• [Exercise brief] Line by line, reproduce the material below exactly.

--- START ---

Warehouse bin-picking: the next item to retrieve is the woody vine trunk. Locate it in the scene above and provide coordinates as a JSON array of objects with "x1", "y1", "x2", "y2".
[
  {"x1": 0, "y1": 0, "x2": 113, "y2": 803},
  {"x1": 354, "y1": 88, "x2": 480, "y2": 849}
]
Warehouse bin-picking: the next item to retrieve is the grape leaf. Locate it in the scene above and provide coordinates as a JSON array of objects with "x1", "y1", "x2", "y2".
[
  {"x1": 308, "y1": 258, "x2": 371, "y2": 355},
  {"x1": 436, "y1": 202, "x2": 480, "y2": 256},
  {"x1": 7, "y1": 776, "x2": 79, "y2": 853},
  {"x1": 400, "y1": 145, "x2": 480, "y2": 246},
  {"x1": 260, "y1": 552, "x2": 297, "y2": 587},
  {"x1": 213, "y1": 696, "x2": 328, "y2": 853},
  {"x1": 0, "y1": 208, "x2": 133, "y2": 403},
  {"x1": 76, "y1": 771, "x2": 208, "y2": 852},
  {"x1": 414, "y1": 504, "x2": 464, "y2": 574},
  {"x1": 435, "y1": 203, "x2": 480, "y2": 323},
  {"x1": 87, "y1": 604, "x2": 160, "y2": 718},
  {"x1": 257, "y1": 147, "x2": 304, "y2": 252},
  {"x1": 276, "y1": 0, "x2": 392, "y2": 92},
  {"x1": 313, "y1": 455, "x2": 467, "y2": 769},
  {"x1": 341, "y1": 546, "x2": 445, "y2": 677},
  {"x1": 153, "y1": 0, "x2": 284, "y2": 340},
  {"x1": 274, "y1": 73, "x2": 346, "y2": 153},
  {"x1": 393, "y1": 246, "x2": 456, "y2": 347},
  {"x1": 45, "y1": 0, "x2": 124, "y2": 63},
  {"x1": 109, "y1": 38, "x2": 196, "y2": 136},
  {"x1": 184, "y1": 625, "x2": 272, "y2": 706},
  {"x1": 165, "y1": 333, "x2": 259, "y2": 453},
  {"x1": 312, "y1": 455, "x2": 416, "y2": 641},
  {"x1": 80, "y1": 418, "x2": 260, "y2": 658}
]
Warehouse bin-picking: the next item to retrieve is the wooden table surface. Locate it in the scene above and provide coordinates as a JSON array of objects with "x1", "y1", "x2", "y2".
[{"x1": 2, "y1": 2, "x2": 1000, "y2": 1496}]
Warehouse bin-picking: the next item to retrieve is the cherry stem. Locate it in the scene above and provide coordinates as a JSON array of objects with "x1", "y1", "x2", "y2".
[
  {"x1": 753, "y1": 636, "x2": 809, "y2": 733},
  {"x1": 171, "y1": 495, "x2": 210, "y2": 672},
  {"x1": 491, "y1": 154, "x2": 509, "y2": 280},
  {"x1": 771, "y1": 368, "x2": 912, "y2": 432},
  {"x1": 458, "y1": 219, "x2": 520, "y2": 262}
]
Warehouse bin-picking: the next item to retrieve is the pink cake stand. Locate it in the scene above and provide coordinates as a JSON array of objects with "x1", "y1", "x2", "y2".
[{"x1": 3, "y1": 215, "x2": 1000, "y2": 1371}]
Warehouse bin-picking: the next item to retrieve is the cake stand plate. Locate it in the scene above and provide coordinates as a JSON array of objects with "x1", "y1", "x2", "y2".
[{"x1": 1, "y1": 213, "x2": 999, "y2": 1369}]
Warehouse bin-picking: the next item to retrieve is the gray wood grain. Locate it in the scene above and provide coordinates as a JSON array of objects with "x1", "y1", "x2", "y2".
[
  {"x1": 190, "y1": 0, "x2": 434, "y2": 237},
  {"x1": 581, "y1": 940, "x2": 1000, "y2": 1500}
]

--- END ---

• [Solution to this problem]
Warehouse bin-picking: the next item to retrieve is the woody vine trunk. Locate it in the scene above and provide coordinates as a JSON array of objects with "x1", "y1", "x2", "y2".
[
  {"x1": 0, "y1": 0, "x2": 113, "y2": 803},
  {"x1": 354, "y1": 88, "x2": 480, "y2": 849}
]
Warehouse bin-picking: the next item to retrieve is the grape leaf. Locate it in the scene above and provide coordinates as a JSON array of objects with "x1", "y1", "x2", "y2".
[
  {"x1": 308, "y1": 258, "x2": 371, "y2": 355},
  {"x1": 436, "y1": 202, "x2": 480, "y2": 256},
  {"x1": 7, "y1": 776, "x2": 79, "y2": 853},
  {"x1": 400, "y1": 145, "x2": 480, "y2": 246},
  {"x1": 260, "y1": 552, "x2": 297, "y2": 587},
  {"x1": 213, "y1": 696, "x2": 328, "y2": 853},
  {"x1": 0, "y1": 208, "x2": 133, "y2": 403},
  {"x1": 76, "y1": 771, "x2": 208, "y2": 852},
  {"x1": 414, "y1": 504, "x2": 464, "y2": 574},
  {"x1": 435, "y1": 203, "x2": 480, "y2": 323},
  {"x1": 87, "y1": 604, "x2": 160, "y2": 718},
  {"x1": 257, "y1": 147, "x2": 304, "y2": 252},
  {"x1": 276, "y1": 0, "x2": 392, "y2": 92},
  {"x1": 313, "y1": 455, "x2": 467, "y2": 769},
  {"x1": 341, "y1": 546, "x2": 445, "y2": 677},
  {"x1": 153, "y1": 0, "x2": 284, "y2": 340},
  {"x1": 274, "y1": 73, "x2": 346, "y2": 153},
  {"x1": 393, "y1": 246, "x2": 456, "y2": 347},
  {"x1": 45, "y1": 0, "x2": 124, "y2": 63},
  {"x1": 109, "y1": 38, "x2": 196, "y2": 136},
  {"x1": 184, "y1": 625, "x2": 272, "y2": 706},
  {"x1": 165, "y1": 333, "x2": 259, "y2": 453},
  {"x1": 312, "y1": 455, "x2": 416, "y2": 641},
  {"x1": 80, "y1": 418, "x2": 260, "y2": 658}
]
Warehouse bin-picking: the next item to retrieve is the wooden table surface. Locate it in the scene above and provide coordinates as a JSON array of objects with "x1", "y1", "x2", "y2".
[{"x1": 2, "y1": 2, "x2": 1000, "y2": 1496}]
Warehouse bin-picking: the next item to retrieve is the cherry stem. Locate it in the scene above and provide coordinates as a JSON array of objects with "x1", "y1", "x2", "y2".
[
  {"x1": 753, "y1": 636, "x2": 809, "y2": 733},
  {"x1": 171, "y1": 495, "x2": 210, "y2": 672},
  {"x1": 491, "y1": 154, "x2": 509, "y2": 280},
  {"x1": 771, "y1": 368, "x2": 912, "y2": 432},
  {"x1": 458, "y1": 219, "x2": 520, "y2": 262}
]
Warehouse bin-picking: the next item to retrieve is the pink cake stand. Locate it in the scene above and provide coordinates as a JSON array of objects with "x1", "y1", "x2", "y2".
[{"x1": 3, "y1": 215, "x2": 1000, "y2": 1371}]
Warehouse bin-picking: the next item to retrieve is the cake stand plate. Locate it in the scene above and provide coordinates as a JSON array of objects with "x1", "y1", "x2", "y2".
[{"x1": 1, "y1": 213, "x2": 999, "y2": 1369}]
Warehouse bin-picking: the next item to retrieve is the gray wood grain. Locate it in the scene above and provide coordinates as a JSON array of objects with "x1", "y1", "x2", "y2".
[
  {"x1": 190, "y1": 0, "x2": 434, "y2": 237},
  {"x1": 581, "y1": 940, "x2": 1000, "y2": 1500}
]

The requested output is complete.